===== Data supplied =====
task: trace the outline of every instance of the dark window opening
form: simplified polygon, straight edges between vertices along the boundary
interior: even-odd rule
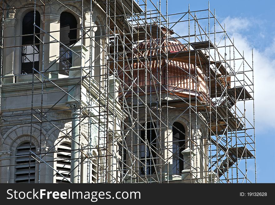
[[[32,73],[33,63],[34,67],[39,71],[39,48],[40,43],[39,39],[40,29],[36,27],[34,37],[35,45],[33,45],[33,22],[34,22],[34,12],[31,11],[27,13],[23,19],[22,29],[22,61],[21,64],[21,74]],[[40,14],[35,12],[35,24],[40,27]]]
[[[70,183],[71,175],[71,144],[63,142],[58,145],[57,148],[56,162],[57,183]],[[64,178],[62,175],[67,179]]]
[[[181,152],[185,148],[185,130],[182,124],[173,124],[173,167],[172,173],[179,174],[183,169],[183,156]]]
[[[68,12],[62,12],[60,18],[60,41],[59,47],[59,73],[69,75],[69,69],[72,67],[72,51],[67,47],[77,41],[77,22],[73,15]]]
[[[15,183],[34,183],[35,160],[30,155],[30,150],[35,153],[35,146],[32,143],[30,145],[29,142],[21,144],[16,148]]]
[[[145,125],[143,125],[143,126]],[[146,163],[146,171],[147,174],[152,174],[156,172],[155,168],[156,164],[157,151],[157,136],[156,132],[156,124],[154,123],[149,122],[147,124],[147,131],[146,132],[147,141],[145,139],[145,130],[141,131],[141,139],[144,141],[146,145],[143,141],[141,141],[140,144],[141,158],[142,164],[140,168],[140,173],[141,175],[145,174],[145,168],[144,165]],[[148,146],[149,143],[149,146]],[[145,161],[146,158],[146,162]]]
=====
===== Data supplied =====
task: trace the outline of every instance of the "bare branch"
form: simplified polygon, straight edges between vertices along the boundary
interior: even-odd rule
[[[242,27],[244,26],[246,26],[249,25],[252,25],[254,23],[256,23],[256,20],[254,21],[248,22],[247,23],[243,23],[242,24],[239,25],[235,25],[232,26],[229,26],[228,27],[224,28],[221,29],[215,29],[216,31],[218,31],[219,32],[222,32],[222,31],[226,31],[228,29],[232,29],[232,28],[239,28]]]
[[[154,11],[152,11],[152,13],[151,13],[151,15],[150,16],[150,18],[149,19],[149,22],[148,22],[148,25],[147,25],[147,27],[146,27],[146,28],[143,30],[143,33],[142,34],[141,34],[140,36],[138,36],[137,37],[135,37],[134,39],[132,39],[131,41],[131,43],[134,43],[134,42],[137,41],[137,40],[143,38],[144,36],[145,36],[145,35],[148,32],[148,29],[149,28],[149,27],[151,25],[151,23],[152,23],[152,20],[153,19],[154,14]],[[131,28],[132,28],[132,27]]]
=====
Task instructions:
How many lines of the material contain the word "instance"? Reply with the number alone.

Output:
2